## [PAGE EXTRACT]

□ □ □

On the Security Budget Necessary and Available to Secure the Post-Mined Bitcoin Network
A Game Theoretical Floor and Ceiling for Post-mining Transaction Fees
In the future when all bitcoins have been mined we can consider the level of fees paid by transactors.
Game theoretically we can assume that every transactor or player won’t pay more than they have to (assumes a mature market etc.). We also assume that each player’s ‘willingness-to-pay’ function orders them (ie p1 is willing to the pay the most for inclusion, p2 the 2nd most…..plast the least).
Given a comparable game where only x amount of transactors will be able to have transactions included in a block, and thinking of blockspace as having (limited) slots for each transactor, we can think of the cutoff between the player that fills the last available blockspace slot and the ‘next-most-willing’ player who doesn’t make the cut.
We can think of this game such that the next-most-willing player sets the fee rate and understand that the players who are willing to pay enough to have their transactions included only need to pay more than the next-most-willing player’s highest fee consideration (rather than what they are most willing to pay).
On the Willingness to Pay to Use Bitcoin
From a certain view bitcoin can be thought to have 2 primary use cases: speculation and medium of exchange. The difference between the two seem to be time related and here we will simply only consider the latter use-case as the likely asymptotic future outcome and single primary use-case (ie loosely put bitcoin will become more stable over time as it gets further from its bootstrap stage).
We can distinguish between 2 game theoretically (ie assume players will only make transactions in which the benefit is greater than the cost) relevant reasons for a player to want to pay to be included in a block : 1) to make a beneficial transaction that is otherwise impossible and 2) using bitcoin to make a transaction is cheaper than any alternative means.
Here we can note (or re-solve with) the first consideration is as if the cost to use an alternative means is infinite (or more specifically is greater than the benefit).

□ □ □

## [ACTIONS TO TAKE]
(a) According to the Bitcoin fee text, what are the two primary use cases of bitcoin?
(b) Reproduce the stretch of the Bitcoin fee text from "On the Security" through "paid by transactors.".

## [Pointing records]
□ □ □

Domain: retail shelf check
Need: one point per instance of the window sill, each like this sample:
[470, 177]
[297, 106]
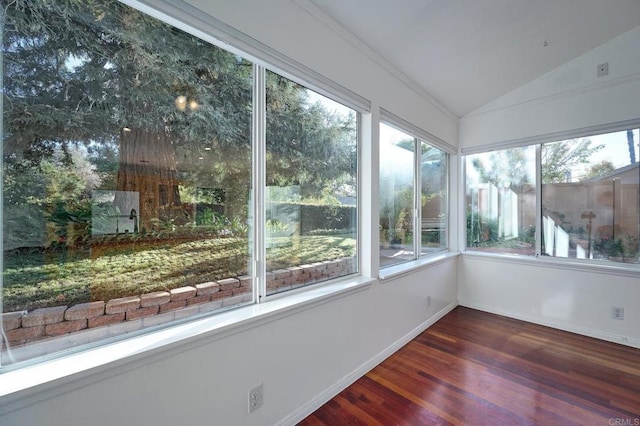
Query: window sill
[396, 271]
[24, 386]
[609, 268]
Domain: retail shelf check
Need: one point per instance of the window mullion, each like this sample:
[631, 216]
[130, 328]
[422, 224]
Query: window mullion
[258, 140]
[539, 230]
[417, 193]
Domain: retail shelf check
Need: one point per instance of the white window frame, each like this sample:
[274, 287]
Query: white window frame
[419, 135]
[623, 269]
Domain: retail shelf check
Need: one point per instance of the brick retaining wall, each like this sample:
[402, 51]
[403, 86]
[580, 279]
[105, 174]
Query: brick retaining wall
[24, 327]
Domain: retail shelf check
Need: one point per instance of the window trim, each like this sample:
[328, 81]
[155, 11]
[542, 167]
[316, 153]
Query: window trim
[624, 269]
[200, 24]
[419, 136]
[582, 132]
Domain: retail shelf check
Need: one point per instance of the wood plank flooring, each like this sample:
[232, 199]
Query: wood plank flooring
[475, 368]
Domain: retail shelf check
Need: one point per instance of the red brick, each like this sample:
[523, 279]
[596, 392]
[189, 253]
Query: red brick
[228, 283]
[25, 333]
[282, 273]
[154, 299]
[123, 304]
[64, 327]
[245, 281]
[143, 312]
[11, 320]
[199, 299]
[84, 311]
[105, 320]
[182, 293]
[221, 294]
[241, 290]
[207, 288]
[44, 316]
[173, 306]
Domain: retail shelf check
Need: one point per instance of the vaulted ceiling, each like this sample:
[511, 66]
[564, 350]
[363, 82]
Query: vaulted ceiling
[466, 53]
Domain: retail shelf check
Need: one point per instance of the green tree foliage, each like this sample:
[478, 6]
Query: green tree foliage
[125, 85]
[602, 168]
[508, 168]
[559, 158]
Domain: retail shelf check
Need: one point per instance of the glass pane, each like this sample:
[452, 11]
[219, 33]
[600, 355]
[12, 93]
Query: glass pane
[126, 173]
[434, 198]
[501, 201]
[590, 193]
[311, 193]
[397, 153]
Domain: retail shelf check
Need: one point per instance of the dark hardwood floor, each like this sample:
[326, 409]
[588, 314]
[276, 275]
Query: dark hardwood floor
[475, 368]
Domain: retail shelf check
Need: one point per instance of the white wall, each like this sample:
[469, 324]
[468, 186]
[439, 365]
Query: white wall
[568, 98]
[303, 359]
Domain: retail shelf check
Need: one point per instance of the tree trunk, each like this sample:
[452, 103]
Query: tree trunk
[148, 172]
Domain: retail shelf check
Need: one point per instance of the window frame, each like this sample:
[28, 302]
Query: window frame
[624, 269]
[191, 20]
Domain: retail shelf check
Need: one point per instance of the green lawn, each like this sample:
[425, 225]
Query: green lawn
[34, 280]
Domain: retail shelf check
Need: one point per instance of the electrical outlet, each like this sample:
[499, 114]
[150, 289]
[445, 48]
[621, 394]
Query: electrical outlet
[617, 312]
[603, 69]
[256, 398]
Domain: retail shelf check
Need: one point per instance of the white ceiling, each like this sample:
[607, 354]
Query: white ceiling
[466, 53]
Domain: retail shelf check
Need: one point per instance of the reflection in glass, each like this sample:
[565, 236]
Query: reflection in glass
[119, 134]
[501, 201]
[311, 197]
[590, 194]
[397, 188]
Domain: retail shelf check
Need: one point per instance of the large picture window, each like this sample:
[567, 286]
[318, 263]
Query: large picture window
[413, 197]
[128, 168]
[501, 201]
[590, 194]
[588, 199]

□ □ □

## [FULL SOLUTIONS]
(a) Speculation and medium of exchange.

(b)
On the Security Budget Necessary and Available to Secure the Post-Mined Bitcoin Network
A Game Theoretical Floor and Ceiling for Post-mining Transaction Fees
In the future when all bitcoins have been mined we can consider the level of fees paid by transactors.